Object position labeling entries:

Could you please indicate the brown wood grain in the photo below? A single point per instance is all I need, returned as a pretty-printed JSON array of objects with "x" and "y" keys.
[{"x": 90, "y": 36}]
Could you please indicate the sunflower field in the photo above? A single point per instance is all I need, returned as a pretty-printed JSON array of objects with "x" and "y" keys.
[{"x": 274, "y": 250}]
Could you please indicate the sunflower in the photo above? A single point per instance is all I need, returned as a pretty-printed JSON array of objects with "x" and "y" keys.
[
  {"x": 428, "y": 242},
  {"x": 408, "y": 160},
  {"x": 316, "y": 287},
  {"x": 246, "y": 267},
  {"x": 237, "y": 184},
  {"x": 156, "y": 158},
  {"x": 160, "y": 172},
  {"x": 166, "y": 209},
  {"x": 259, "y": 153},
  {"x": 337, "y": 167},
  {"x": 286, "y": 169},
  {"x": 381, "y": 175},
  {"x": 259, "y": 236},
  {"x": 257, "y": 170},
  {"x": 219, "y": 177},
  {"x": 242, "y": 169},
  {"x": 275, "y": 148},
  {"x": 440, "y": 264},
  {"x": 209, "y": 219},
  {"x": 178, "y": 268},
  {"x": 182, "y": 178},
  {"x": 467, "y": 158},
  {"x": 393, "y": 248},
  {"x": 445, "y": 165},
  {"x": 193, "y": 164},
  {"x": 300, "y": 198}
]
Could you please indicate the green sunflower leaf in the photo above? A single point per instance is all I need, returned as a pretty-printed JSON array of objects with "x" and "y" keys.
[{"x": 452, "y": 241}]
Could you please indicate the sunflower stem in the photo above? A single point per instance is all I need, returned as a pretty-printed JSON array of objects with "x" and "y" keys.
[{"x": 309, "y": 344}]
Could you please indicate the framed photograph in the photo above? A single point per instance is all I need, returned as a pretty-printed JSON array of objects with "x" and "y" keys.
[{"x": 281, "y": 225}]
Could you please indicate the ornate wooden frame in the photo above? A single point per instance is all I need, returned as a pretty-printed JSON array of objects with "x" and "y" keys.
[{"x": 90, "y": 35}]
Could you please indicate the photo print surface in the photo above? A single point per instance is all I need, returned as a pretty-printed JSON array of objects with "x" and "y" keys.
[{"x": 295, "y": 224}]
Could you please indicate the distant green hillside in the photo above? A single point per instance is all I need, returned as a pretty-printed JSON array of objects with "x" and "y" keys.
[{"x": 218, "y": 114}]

WHAT YOU HAVE TO DO: Repeat the whole listing exactly, keeping every line intact.

EXPECTED ANSWER:
Could you please indicate the brown wood grain in the photo below? A single point per instance is all I need, returned as a pretty-printed JSON array of objects with "x" and "y" keys.
[{"x": 90, "y": 36}]
Could you please indicate the sunflower field in the photo above? A single point per instance is all I need, returned as a pretty-printed JSON array of objects with "x" and "y" keys.
[{"x": 274, "y": 250}]
Could you please indicate the sunflower in the photo above? A single point per instance is all I need, returned as a pretty-printed JSON array of objects with "x" and "y" keys.
[
  {"x": 428, "y": 242},
  {"x": 408, "y": 160},
  {"x": 316, "y": 287},
  {"x": 246, "y": 267},
  {"x": 237, "y": 184},
  {"x": 156, "y": 158},
  {"x": 160, "y": 172},
  {"x": 166, "y": 209},
  {"x": 259, "y": 153},
  {"x": 337, "y": 167},
  {"x": 286, "y": 169},
  {"x": 381, "y": 175},
  {"x": 259, "y": 236},
  {"x": 257, "y": 170},
  {"x": 219, "y": 177},
  {"x": 242, "y": 169},
  {"x": 275, "y": 148},
  {"x": 440, "y": 264},
  {"x": 209, "y": 219},
  {"x": 178, "y": 268},
  {"x": 182, "y": 178},
  {"x": 467, "y": 158},
  {"x": 393, "y": 248},
  {"x": 445, "y": 165},
  {"x": 193, "y": 164},
  {"x": 300, "y": 198}
]
Could you please indicate the green sunflower leaf in the photo above? A single point per instance is all I need, returned as a pretty-printed JSON array of objects with "x" and "y" keys.
[{"x": 452, "y": 241}]
Could you please indicate the sunflower stem in the photo above? A single point per instance is all I need, returned as a pretty-printed JSON array of objects with "x" and "y" keys.
[{"x": 309, "y": 344}]
Could you please indicate the framed photograph in the photo above? A single point per instance is all I need, returned as a pretty-printed JSON array of objects with "x" and "y" keys.
[{"x": 281, "y": 225}]
Could you please indicate the ornate wooden frame in the photo above? A single point per instance is all I need, returned as a pretty-printed JSON array of objects with "x" and "y" keys.
[{"x": 90, "y": 35}]
Could you please indicate the photo print surface in the photo above? A single point per instance is all I need, returned as a pretty-printed JSON array of objects with "x" and "y" keys.
[{"x": 295, "y": 224}]
Could you please indicate the distant green hillside in the photo above? A single point per instance is all I need, returned as a pretty-printed JSON array of objects with "x" and "y" keys.
[{"x": 218, "y": 114}]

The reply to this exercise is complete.